Study text =
-------------------------

Alzheimer’s disease is not just for elderly people; earlier screening recommended
If you think Alzheimer’s disease only happens to elderly people. You’re wrong.
The Alzheimer’s Association is now urging doctors to start screening their patients earlier.
Lylette MacDonald was on top of her game as a corporate trainer when she began noticing memory loss in her 50s.
MacDonald recalled an incident that made her particularly concerned, “I had an event where I was at home and I was trying to read a very important document and when I looked at it… it was gibberish. It didn’t look like a language it just looked like stuff on a page.”
That’s when she started looking into Alzheimer’s disease. MacDonald went to her doctor looking for answers after experiencing it with her parents as a caregiver.
After being turned away for stress, she started researching the disease on her own and went back to her doctor with results.
“Her reaction was, ‘well you have alzheimer’s and there’s nothing you can do. You need to get more sleep, watch your diet and just accept it’,” MacDonald said.
Like MacDonald, many with Alzheimer’s stress the importance of early detection.

-------------------------

Activity =
Pick up the article on early Alzheimer's screening right after its last sentence and keep it going. The rows that come next have nothing to do with this.

Data excerpts =
-------------------------

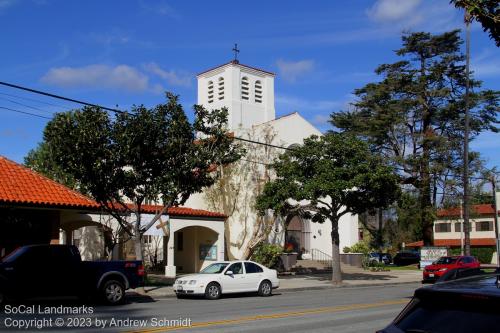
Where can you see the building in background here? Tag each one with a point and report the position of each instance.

-------------------------

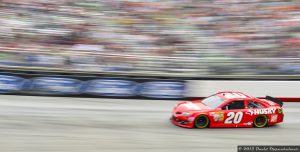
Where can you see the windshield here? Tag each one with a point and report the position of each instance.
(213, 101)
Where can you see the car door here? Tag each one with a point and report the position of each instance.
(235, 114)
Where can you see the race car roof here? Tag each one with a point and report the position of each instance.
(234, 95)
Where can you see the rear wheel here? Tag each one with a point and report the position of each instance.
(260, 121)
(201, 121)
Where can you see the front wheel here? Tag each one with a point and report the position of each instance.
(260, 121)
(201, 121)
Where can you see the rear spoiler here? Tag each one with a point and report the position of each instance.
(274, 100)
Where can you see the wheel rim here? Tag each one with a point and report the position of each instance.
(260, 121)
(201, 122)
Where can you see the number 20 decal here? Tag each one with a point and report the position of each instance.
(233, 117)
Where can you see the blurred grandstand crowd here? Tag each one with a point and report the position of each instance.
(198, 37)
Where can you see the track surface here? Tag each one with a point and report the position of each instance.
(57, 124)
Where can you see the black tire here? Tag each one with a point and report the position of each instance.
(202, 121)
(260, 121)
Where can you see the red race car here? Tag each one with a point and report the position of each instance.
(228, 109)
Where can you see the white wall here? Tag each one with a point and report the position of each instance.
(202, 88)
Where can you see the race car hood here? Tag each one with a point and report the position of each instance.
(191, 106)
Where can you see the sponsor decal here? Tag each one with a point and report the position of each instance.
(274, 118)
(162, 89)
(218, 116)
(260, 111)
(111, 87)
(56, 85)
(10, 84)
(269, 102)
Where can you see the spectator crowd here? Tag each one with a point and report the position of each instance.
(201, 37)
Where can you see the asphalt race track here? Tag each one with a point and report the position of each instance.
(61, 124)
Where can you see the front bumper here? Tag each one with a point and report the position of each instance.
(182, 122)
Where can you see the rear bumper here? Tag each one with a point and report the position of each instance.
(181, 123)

-------------------------

Written reply =
The Alzheimer’s Association recently included a call to action in an annual report recommending primary care physicians to give patients cognitive assessments at their first annual wellness visit at the age of 65.
Mabel Lopez with the Dubin Alzheimer’s Research Center said, “It’s usually sitting down with a psychometrist, and we do things from learning lists, to learning stories, to playing with blocks, to playing with cards sometimes. We’re really looking at different aspects of thinking.”
For MacDonald she says more primary care physicians should be educated on the disease, “The most painful part that would’ve saved me a lot of headaches is if there was a network if the general population are physicians had more exposure to this and had more education.”
In hopes that others can catch the signs at an earlier age.